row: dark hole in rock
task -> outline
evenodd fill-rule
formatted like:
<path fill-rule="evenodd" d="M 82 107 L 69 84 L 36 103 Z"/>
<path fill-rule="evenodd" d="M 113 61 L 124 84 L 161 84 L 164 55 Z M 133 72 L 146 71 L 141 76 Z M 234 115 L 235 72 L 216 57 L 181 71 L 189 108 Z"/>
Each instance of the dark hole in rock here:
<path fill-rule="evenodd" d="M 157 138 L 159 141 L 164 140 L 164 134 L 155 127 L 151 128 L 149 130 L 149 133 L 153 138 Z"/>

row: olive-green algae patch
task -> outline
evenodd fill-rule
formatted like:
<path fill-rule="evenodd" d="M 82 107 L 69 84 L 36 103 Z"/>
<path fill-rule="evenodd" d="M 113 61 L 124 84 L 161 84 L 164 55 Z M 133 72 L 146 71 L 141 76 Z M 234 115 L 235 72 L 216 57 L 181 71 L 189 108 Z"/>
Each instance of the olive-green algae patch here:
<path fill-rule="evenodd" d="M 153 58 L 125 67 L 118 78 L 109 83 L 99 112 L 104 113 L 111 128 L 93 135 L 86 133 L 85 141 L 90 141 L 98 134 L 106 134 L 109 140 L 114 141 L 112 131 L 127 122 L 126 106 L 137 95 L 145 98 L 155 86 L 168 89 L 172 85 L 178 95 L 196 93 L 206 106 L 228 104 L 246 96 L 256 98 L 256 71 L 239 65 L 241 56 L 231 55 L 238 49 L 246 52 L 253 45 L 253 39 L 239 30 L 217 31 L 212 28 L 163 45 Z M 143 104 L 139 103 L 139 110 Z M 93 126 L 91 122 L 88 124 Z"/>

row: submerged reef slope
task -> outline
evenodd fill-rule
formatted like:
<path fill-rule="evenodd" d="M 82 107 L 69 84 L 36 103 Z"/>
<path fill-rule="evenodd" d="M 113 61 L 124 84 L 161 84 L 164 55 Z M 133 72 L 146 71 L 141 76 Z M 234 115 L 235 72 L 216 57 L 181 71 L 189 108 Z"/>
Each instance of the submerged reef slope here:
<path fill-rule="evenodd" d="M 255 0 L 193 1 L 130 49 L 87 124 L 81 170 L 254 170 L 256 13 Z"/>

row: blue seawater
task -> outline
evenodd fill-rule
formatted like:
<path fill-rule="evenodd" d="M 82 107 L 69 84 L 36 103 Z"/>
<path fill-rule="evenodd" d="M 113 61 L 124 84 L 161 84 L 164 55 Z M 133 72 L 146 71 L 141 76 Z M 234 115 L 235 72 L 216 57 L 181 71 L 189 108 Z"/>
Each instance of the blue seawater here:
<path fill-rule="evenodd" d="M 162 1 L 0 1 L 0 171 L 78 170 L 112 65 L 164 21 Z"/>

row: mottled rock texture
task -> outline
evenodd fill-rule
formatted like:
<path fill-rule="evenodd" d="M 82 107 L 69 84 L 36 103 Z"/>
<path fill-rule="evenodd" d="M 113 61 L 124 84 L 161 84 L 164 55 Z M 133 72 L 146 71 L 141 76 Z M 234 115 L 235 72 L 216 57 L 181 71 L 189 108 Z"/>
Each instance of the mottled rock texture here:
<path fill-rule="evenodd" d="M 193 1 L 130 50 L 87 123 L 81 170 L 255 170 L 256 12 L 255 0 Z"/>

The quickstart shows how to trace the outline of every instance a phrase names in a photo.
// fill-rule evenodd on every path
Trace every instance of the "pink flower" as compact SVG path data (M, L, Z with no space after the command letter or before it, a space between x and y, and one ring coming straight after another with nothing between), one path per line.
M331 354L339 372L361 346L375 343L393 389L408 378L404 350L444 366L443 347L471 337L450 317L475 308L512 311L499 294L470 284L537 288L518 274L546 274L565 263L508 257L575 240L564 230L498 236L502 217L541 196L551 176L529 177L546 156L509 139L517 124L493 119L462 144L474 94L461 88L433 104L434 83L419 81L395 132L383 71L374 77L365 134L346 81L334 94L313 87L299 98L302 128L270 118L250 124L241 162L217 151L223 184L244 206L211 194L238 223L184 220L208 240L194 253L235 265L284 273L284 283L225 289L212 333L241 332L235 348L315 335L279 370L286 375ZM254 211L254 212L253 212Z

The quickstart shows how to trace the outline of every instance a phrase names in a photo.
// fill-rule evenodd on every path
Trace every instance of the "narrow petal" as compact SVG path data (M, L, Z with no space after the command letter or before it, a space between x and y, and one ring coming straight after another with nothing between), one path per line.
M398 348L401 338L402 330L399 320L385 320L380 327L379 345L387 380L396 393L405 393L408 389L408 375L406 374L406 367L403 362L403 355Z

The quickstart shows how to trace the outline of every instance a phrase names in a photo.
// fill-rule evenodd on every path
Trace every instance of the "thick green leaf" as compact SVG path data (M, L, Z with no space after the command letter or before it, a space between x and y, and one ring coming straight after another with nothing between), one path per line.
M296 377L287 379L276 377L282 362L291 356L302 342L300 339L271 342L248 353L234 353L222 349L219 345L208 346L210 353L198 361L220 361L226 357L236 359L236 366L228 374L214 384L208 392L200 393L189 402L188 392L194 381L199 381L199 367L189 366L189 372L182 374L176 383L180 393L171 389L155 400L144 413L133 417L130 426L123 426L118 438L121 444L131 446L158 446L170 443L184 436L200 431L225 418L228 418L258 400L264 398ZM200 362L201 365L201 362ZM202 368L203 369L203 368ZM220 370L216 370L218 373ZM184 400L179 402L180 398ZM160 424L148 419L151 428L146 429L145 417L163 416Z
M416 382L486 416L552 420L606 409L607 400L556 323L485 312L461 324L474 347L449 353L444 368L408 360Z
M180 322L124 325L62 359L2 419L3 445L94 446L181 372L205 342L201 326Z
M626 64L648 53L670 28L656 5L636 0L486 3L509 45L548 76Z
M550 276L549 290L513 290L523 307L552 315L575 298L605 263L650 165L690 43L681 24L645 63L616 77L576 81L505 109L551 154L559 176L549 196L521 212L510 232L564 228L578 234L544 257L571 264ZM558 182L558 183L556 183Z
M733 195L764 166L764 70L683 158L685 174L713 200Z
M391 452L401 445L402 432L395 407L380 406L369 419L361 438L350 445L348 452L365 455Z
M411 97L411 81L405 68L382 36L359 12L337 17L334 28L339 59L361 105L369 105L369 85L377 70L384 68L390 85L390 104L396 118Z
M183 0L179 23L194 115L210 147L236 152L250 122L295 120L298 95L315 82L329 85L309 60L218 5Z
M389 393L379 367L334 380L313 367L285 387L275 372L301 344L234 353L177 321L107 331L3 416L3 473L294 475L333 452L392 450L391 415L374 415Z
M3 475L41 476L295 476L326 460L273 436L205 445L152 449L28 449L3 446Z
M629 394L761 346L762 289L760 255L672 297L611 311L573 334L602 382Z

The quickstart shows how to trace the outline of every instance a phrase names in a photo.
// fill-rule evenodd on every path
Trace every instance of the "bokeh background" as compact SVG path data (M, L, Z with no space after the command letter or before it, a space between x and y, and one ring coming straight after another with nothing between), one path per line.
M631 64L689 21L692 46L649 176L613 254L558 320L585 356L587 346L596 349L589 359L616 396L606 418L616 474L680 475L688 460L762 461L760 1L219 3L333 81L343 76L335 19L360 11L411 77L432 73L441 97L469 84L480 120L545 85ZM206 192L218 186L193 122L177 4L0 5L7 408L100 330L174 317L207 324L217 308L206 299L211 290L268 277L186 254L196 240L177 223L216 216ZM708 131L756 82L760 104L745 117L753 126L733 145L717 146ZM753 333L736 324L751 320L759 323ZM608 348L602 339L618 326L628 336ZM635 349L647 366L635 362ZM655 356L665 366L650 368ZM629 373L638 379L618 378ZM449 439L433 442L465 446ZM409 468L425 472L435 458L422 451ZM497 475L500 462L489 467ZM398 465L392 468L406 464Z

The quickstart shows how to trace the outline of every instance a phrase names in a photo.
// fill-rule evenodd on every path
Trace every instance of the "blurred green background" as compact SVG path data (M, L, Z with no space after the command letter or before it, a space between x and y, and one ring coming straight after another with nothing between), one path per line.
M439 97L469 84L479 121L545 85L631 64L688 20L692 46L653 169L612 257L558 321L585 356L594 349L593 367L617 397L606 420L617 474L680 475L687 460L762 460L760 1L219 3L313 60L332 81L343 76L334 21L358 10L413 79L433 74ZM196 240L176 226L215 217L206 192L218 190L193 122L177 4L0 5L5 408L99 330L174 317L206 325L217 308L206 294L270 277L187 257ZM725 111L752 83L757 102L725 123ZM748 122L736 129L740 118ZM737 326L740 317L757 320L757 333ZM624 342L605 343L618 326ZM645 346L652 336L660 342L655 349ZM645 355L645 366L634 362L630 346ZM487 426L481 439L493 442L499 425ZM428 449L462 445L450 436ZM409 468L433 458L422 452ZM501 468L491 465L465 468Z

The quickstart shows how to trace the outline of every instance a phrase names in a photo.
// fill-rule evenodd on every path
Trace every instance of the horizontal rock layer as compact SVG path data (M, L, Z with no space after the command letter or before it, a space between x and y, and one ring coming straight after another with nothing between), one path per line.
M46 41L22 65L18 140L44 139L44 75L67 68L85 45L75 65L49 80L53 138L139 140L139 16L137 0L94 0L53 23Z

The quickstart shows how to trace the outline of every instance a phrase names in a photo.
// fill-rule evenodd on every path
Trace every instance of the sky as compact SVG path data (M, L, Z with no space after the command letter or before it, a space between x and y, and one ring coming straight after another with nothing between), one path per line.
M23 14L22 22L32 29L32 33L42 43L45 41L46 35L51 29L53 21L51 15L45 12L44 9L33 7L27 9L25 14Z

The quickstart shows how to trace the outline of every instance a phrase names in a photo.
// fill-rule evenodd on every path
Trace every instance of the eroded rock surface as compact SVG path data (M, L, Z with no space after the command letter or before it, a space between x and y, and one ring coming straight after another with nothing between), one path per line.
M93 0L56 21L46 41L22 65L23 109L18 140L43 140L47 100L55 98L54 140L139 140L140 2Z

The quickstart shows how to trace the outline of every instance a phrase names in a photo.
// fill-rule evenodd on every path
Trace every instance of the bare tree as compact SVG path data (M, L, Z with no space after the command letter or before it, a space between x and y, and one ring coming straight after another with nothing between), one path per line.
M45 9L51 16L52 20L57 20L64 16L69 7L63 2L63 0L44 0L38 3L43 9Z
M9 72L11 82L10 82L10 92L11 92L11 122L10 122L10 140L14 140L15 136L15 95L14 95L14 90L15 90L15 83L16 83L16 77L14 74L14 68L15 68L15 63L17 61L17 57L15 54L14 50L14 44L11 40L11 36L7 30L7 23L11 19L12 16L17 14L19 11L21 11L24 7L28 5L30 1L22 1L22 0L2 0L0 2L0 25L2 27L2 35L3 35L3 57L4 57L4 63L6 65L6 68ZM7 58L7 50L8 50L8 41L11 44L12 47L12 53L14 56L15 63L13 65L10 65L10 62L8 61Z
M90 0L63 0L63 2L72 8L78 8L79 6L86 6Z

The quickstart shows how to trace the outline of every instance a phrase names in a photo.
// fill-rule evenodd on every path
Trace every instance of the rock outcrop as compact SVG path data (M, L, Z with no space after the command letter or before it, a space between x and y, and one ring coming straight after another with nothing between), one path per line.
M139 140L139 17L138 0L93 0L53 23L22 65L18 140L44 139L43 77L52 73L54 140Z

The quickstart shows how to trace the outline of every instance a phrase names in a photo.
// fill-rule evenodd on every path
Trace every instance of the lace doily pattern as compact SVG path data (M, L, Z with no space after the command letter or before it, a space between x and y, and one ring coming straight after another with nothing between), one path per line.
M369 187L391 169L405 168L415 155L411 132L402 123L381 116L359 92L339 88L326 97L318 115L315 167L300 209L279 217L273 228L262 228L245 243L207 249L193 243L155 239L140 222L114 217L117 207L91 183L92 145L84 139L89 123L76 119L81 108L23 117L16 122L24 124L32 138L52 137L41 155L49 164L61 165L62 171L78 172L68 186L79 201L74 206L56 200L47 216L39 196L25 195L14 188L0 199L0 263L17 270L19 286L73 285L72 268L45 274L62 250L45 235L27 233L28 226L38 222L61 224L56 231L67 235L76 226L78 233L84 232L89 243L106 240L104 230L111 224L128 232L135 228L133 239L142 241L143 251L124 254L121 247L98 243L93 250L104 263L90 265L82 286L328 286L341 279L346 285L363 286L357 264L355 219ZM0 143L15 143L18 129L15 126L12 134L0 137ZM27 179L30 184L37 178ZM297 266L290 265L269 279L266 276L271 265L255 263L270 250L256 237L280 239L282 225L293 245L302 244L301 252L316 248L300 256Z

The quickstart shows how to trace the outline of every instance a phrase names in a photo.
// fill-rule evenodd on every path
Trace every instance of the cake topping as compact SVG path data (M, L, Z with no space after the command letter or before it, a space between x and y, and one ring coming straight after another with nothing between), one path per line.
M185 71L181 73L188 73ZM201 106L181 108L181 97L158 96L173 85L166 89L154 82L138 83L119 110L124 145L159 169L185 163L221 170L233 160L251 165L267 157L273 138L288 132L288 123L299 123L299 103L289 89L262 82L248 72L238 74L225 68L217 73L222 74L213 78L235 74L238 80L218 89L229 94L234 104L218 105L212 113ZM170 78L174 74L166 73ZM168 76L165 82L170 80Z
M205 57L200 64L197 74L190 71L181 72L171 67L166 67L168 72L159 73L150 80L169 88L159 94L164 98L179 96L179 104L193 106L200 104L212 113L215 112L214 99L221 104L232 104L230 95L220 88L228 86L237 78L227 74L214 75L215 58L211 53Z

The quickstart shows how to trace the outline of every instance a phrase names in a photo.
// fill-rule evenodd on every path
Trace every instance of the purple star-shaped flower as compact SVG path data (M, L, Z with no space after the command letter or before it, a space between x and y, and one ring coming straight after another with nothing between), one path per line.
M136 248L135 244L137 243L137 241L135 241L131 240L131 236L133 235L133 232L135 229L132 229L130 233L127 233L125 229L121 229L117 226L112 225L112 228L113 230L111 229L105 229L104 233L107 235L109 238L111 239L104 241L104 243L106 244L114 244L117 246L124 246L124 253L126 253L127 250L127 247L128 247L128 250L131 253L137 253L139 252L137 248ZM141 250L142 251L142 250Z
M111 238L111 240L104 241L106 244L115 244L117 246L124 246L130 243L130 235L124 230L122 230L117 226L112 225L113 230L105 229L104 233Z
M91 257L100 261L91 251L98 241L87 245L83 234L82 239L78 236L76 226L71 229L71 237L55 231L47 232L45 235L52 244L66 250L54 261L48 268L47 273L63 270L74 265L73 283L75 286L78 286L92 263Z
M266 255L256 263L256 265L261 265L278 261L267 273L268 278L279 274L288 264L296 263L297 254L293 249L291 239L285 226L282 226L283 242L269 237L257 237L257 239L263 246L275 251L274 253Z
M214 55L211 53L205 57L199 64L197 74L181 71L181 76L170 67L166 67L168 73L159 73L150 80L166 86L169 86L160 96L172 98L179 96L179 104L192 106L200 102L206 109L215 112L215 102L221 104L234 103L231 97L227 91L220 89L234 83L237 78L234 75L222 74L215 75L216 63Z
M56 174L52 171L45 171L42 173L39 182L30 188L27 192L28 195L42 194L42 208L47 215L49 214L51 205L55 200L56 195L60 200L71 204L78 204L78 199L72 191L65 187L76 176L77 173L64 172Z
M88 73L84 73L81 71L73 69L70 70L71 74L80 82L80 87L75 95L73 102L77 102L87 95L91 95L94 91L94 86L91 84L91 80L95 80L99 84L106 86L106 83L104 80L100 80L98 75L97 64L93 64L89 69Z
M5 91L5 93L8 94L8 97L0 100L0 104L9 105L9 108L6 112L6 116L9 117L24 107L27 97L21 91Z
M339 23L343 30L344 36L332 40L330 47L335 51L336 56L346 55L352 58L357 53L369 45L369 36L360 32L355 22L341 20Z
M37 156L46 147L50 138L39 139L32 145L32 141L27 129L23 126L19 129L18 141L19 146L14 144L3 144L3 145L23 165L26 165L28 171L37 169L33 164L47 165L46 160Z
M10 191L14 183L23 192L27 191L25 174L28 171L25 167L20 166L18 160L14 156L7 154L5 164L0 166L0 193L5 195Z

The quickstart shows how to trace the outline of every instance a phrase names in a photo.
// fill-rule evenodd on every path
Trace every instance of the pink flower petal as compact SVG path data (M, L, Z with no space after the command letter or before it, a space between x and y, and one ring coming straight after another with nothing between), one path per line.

■ **Exercise**:
Could you return the lines above unchanged, from the very first one through the line containing "157 138 L 159", with both ends included?

■ **Finished answer**:
row: dark hole in rock
task -> outline
evenodd fill-rule
formatted like:
<path fill-rule="evenodd" d="M 82 107 L 69 84 L 36 103 Z"/>
<path fill-rule="evenodd" d="M 113 61 L 124 84 L 161 84 L 164 55 Z M 133 72 L 146 71 L 141 76 Z M 234 115 L 235 72 L 216 57 L 181 71 L 189 108 Z"/>
Each instance of the dark hole in rock here:
<path fill-rule="evenodd" d="M 157 138 L 159 141 L 164 140 L 164 134 L 155 127 L 151 128 L 149 130 L 149 133 L 153 138 Z"/>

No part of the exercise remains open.